— START Selected extract —
# Crossword puzzles-How to?



## Rhonlynn (Feb 13, 2009)

I downloaded a cross word puzzle book into Kindle 2. it's the Everything's musc Crossword puzzle book. I can't get the letters to type anywhere into the crosswords. any thoughts? The book does not give nay instructions, and when I push the 5 button, it doesn't go to the numbered boxes.--Rhonda


----------



## Oyjord (Feb 12, 2009)

Sorry I can't help you, but mind my asking what this book is you're speaking of?  I never even considered doing crosswords on the Kindle2, but wow, if I could (and also maybe sudoku?), that'd be brilliant!

Oy.


----------



## sherylb (Oct 27, 2008)

Rhonlynn-
As far as I know there is no way to do crosswords on a Kindle. I'm so sorry you got sucked into buying the crossword puzzle book.  I would call CS and demand my money back from them.
I just checked the website and there are a couple of pages of crossword books for the Kindle. Maybe someone's sick idea of a joke, I don't know.
I am going to email them and ask that they be deleted from the Kindle section. 
Sheryl


----------



## Rhonlynn (Feb 13, 2009)

the book was Everything crossword Music. It was apparently scanned,and I called CS, who downloaded it into his kindle,and it didn't work for him, either. To do word games, as of now, on the Kindle, We have to put the words in the note sections at the bottom,and check the answers page. So, he immediately refunded me,and it's not in my Kindle, now.

So, when you order a cross work kindle book, what you might be getting is scanned pages, even on a first run book. It is a huge file,and it does not work as cross words work...Stick to your written puzzle books, lol.

heck,i had trouble with my 5 button thing not searching in the browser or the Amazon store, but that might just had been a glitch. I had trouble with the seleciton buying, instead of sending me a sample too. it stuck on the word  buy, and not on the word sample. He said to give them  a call if it keeps happening. CS is pretty good on Amazon.com


----------



## Rhonlynn (Feb 13, 2009)

There are over 4-5 pages full of cross word books, and I think I will email Amazon.com as well. they refunded me right back. But I don't udnerstand the crossword books for sale. everything's been fine with the kindle 2 as of now. It still is. I love my Kindle. I think highlighted word searches would be easier than cross words, to do inside a kindle.


----------



## Ann in Arlington (Oct 27, 2008)

I think crossword puzzles could work pretty well on the K2 with the 5 way controller. . .but they've got to be set up properly.  Not going to work well on a K1 because the scrollbar/wheel system is inherently unable to left and right.  I expect someone will figure something out at some point. . .I agree the books shouldn't be kindlized if they don't work as one would expect. . . . 

Ann


----------



## mom133d (aka Liz) (Nov 25, 2008)

When I first got my K1, I looked into sudoku books. There were several listed. One of them (Sudoku Logic Puzzles) said "You can print any version of a puzzle by photocopying your kindle showing the puzzle rather than working them out on scratch paper". I've decided to pass on any type of pen and paper books for the Kindle. Unless maybe its free. Then perhaps killing a few trees to do the puzzle might be ok...


----------



## Rhonlynn (Feb 13, 2009)

I completely bypassed the Kindle2, and found a free crossword applicaiton,and put it into my Ipod Touch. (It's hard too. It's really hard, but challenging,and fun).

--Rhonda


----------
— END Selected extract —
— START Source excerpt —
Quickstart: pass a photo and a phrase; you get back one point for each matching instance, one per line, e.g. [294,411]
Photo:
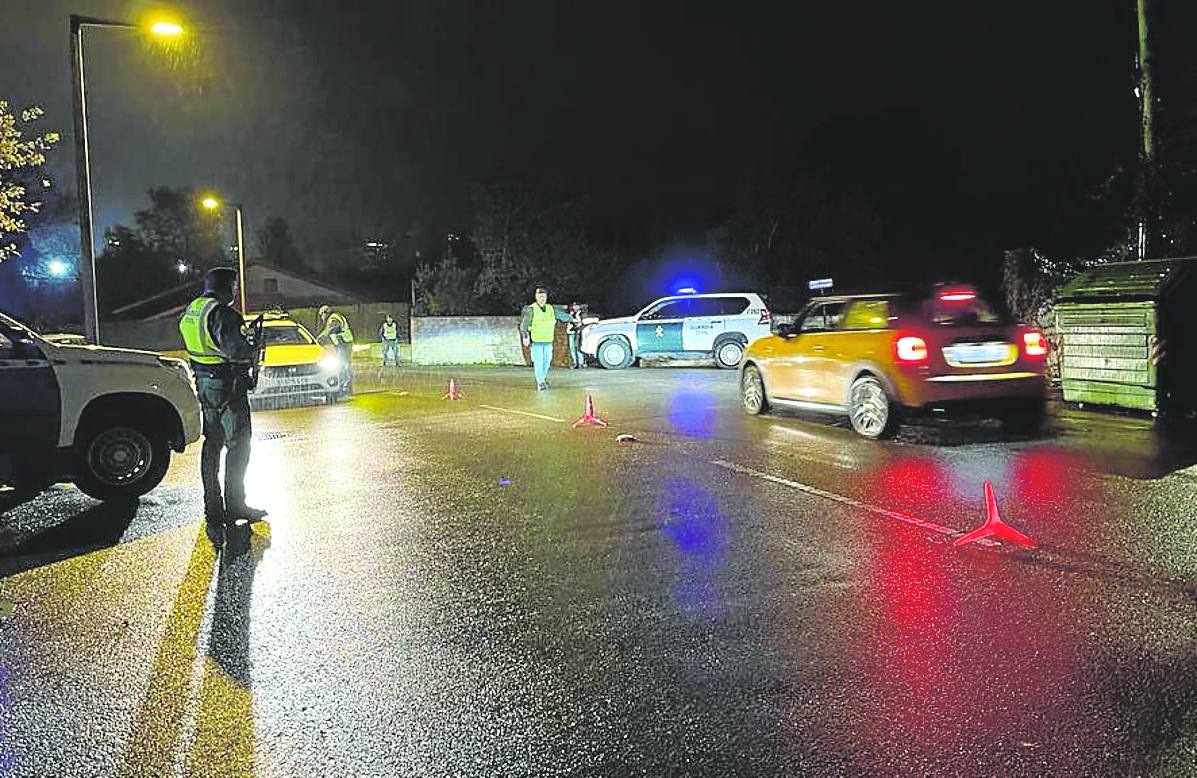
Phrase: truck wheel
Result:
— END Source excerpt —
▶ [What to produce]
Please extract the passage from the Kindle crossword thread above that begins at the words "There are over" and ends after "Arlington (Oct 27, 2008)", copying it word for word.

▶ [Task answer]
There are over 4-5 pages full of cross word books, and I think I will email Amazon.com as well. they refunded me right back. But I don't udnerstand the crossword books for sale. everything's been fine with the kindle 2 as of now. It still is. I love my Kindle. I think highlighted word searches would be easier than cross words, to do inside a kindle.


----------



## Ann in Arlington (Oct 27, 2008)